— begin —

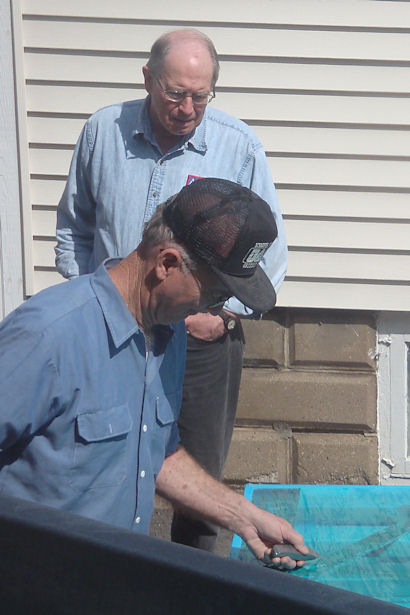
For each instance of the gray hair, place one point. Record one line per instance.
(163, 44)
(157, 232)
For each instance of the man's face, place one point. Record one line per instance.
(187, 67)
(190, 292)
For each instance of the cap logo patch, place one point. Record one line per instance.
(191, 179)
(254, 255)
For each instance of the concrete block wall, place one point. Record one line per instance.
(307, 408)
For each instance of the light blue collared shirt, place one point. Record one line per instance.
(118, 176)
(86, 418)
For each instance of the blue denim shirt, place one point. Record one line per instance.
(118, 176)
(86, 418)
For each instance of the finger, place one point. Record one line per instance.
(287, 563)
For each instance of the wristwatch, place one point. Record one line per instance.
(229, 321)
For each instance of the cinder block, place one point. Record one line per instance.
(350, 459)
(258, 456)
(340, 339)
(264, 342)
(313, 400)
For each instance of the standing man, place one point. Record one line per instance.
(129, 158)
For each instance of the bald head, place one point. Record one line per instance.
(180, 44)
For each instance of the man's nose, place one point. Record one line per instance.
(186, 106)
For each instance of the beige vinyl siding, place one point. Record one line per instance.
(324, 84)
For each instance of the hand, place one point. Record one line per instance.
(268, 530)
(205, 327)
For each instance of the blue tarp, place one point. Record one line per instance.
(361, 532)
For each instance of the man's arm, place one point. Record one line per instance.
(183, 482)
(76, 214)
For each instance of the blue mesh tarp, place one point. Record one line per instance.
(361, 532)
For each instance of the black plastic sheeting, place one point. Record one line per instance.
(54, 562)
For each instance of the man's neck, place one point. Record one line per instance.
(166, 141)
(126, 277)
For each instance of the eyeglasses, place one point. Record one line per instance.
(200, 99)
(220, 301)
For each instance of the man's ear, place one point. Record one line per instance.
(148, 79)
(169, 261)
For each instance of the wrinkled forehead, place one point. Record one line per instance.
(188, 61)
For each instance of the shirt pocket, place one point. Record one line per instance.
(165, 433)
(100, 449)
(167, 409)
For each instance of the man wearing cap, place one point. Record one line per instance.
(91, 371)
(129, 158)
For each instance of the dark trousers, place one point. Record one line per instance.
(210, 397)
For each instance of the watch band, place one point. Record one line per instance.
(229, 321)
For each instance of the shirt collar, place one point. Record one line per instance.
(197, 139)
(120, 322)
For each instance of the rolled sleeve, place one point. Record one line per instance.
(76, 213)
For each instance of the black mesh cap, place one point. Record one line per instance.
(230, 228)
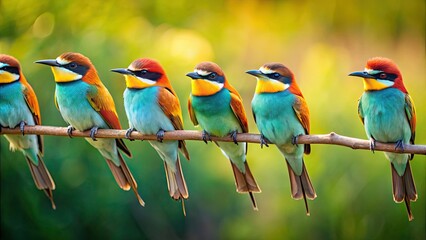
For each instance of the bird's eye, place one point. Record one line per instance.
(73, 65)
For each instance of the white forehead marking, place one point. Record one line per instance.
(3, 64)
(386, 82)
(62, 61)
(265, 70)
(146, 80)
(202, 72)
(286, 86)
(220, 85)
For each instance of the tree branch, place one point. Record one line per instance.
(331, 139)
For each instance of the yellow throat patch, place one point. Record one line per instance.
(270, 86)
(7, 77)
(64, 75)
(201, 87)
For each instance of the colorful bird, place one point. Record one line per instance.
(152, 107)
(85, 103)
(217, 107)
(281, 114)
(19, 107)
(389, 116)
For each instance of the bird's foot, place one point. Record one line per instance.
(129, 132)
(160, 135)
(234, 136)
(69, 131)
(93, 133)
(399, 145)
(294, 139)
(22, 127)
(206, 136)
(263, 141)
(372, 144)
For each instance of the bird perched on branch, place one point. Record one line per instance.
(152, 107)
(85, 103)
(19, 107)
(389, 116)
(217, 107)
(281, 114)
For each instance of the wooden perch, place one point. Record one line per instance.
(331, 139)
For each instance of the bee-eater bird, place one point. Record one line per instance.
(19, 107)
(218, 108)
(281, 114)
(389, 116)
(85, 103)
(152, 107)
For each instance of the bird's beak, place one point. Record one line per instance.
(49, 62)
(194, 75)
(362, 74)
(123, 71)
(255, 73)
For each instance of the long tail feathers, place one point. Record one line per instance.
(176, 183)
(301, 186)
(246, 183)
(124, 177)
(42, 178)
(404, 188)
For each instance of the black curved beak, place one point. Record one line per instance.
(49, 62)
(362, 74)
(194, 75)
(122, 71)
(255, 73)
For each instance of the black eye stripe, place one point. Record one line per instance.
(10, 69)
(389, 76)
(154, 76)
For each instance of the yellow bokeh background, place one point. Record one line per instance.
(320, 41)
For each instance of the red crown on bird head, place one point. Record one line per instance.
(388, 66)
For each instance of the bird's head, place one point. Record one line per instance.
(207, 79)
(70, 67)
(143, 73)
(381, 73)
(273, 77)
(10, 69)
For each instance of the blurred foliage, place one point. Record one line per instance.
(320, 41)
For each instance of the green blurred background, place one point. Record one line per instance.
(321, 41)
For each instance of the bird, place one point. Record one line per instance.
(389, 116)
(152, 107)
(85, 103)
(217, 108)
(281, 115)
(19, 107)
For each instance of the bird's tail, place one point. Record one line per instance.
(404, 188)
(42, 178)
(176, 183)
(124, 177)
(301, 186)
(245, 182)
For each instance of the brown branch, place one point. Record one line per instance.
(331, 139)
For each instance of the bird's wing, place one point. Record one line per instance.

— end —

• What the task requires: Rewrite all of the lines above as a numbered list, leaving out blank lines and the pictures.

• Reply to the exercise:
1. For each instance of the gray hair, place one point. Record one line per instance.
2. (163, 44)
3. (157, 232)
4. For each instance of the man's face, place one point. Record one line per instance.
5. (187, 67)
6. (190, 292)
7. For each instance of the cap logo patch, place one point. Record one line per instance.
8. (191, 179)
9. (254, 255)
10. For each instance of the concrete block wall, place one point. Record one line per instance.
11. (307, 408)
12. For each instance of the light blue collared shirt, place one point. Record one line per instance.
13. (118, 176)
14. (86, 418)
15. For each instance of the blue denim shirt, place one point. Record one line per instance.
16. (118, 176)
17. (86, 418)
18. For each instance of the finger, place one point. Record one line per instance.
19. (287, 563)
20. For each instance of the wristwatch, place one point. Record one line per instance.
21. (229, 321)
22. For each instance of the cinder block, place one point. Record one line per instance.
23. (350, 459)
24. (258, 456)
25. (340, 339)
26. (264, 342)
27. (313, 400)
28. For each instance of the standing man, place one point. Record one line per instance.
29. (129, 158)
30. For each instance of the bald head, place one point. Record one line per instance.
31. (180, 44)
32. For each instance of the man's nose, place one point. Record one line per instance.
33. (186, 106)
34. For each instance of the beige vinyl siding, place one point. Record one line per instance.
35. (324, 84)
36. For each instance of the hand, place one point. Record one line per instance.
37. (268, 530)
38. (205, 327)
39. For each instance of the blue tarp, place one point. Record one line per instance.
40. (361, 532)
41. For each instance of the man's arm, place one point. Record one line per instance.
42. (183, 482)
43. (76, 214)
44. For each instance of the blue mesh tarp, place one point. Record one line per instance.
45. (361, 532)
46. For each instance of the black plastic sheeting, place one point. Record one line per instance.
47. (54, 562)
48. For each instance of the man's neck, place one point. Record one line per instance.
49. (166, 141)
50. (126, 277)
51. For each instance of the eyeglasses, place one point. Record one line per instance.
52. (200, 99)
53. (220, 301)
54. For each instance of the man's ear, place one point. Record one line per instance.
55. (148, 79)
56. (169, 261)
57. For each instance of the wrinkled forehead, place one point. Record one line per instance.
58. (188, 61)
59. For each instance of the shirt pocket, place one point. Record one line per instance.
60. (165, 433)
61. (100, 449)
62. (167, 409)
63. For each instance of the man wearing cap, place one point. Record one line per instance.
64. (91, 371)
65. (129, 158)
66. For each instance of the dark trousers, place one point. Record one line per instance.
67. (210, 397)
68. For each instance of the watch band, place one point. Record one line per instance.
69. (229, 321)
70. For each instance of the shirt collar, place one point. Record one line per instance.
71. (197, 139)
72. (120, 322)
73. For each instance of the rolled sleeve, place one point. Record one line per instance.
74. (76, 213)
75. For each instance of the black mesh cap, place one point. Record one line per instance.
76. (230, 228)
77. For each instance of the bird's eye, place one point. Record one line per instance.
78. (73, 65)
79. For each instance of the white forehead marking, place one point. Record one line per instance.
80. (3, 64)
81. (386, 82)
82. (62, 61)
83. (265, 70)
84. (146, 80)
85. (202, 72)
86. (286, 86)
87. (220, 85)
88. For each instance of the tree branch, place one point. Record one line per instance.
89. (331, 139)
90. For each instance of the yellow throat patch, place one point. Record one line per instance.
91. (270, 86)
92. (7, 77)
93. (64, 75)
94. (201, 87)
95. For each instance of the colorful bird, place one point. Record one line per instance.
96. (152, 107)
97. (85, 103)
98. (217, 107)
99. (281, 114)
100. (19, 107)
101. (389, 116)
102. For each instance of the bird's foot, place one point. Record one line per instance.
103. (129, 132)
104. (160, 135)
105. (234, 136)
106. (69, 131)
107. (93, 133)
108. (399, 145)
109. (294, 139)
110. (22, 127)
111. (206, 136)
112. (263, 141)
113. (372, 144)
114. For each instance of the bird perched on branch, place one point. Record one line per instance.
115. (152, 107)
116. (85, 103)
117. (19, 107)
118. (389, 116)
119. (217, 107)
120. (281, 114)
121. For each instance of the wooden perch, place one point. Record one line per instance.
122. (331, 139)
123. For each instance of the bee-eater bird, place one point. Record one line per instance.
124. (19, 107)
125. (218, 108)
126. (281, 114)
127. (389, 116)
128. (85, 103)
129. (152, 107)
130. For each instance of the bird's beak, place one point. Record one line per instance.
131. (49, 62)
132. (194, 75)
133. (362, 74)
134. (123, 71)
135. (255, 73)
136. For each instance of the long tail feathers, place one point. Record one line per instance.
137. (176, 183)
138. (301, 186)
139. (246, 183)
140. (124, 177)
141. (42, 178)
142. (404, 188)
143. For each instance of the black curved beak, place one point. Record one line per instance.
144. (49, 62)
145. (362, 74)
146. (194, 75)
147. (122, 71)
148. (255, 73)
149. For each instance of the black eye stripe, place one point. Record one line per instance.
150. (10, 69)
151. (389, 76)
152. (154, 76)
153. For each instance of the yellow bokeh background, place one point. Record one line per instance.
154. (320, 41)
155. For each instance of the red crown on bird head, place one point. Record one line per instance.
156. (388, 66)
157. For each instance of the bird's head, place one point. Record one line per instance.
158. (207, 79)
159. (70, 67)
160. (143, 73)
161. (381, 73)
162. (273, 77)
163. (10, 69)
164. For each instance of the blurred foliage, place one point. Record one line per instance.
165. (320, 41)
166. For each instance of the green blurred background, place one point. Record one line per instance.
167. (321, 41)
168. For each instance of the bird, place one point. Record one line per instance.
169. (389, 116)
170. (152, 107)
171. (85, 103)
172. (217, 108)
173. (281, 115)
174. (19, 107)
175. For each instance of the bird's tail, place one point. Record one line per instance.
176. (404, 188)
177. (42, 178)
178. (176, 183)
179. (124, 177)
180. (301, 186)
181. (245, 182)
182. For each instance of the brown branch, place one point. Record one line per instance.
183. (331, 139)
184. For each instance of the bird's wing, place one point. Record one line per instance.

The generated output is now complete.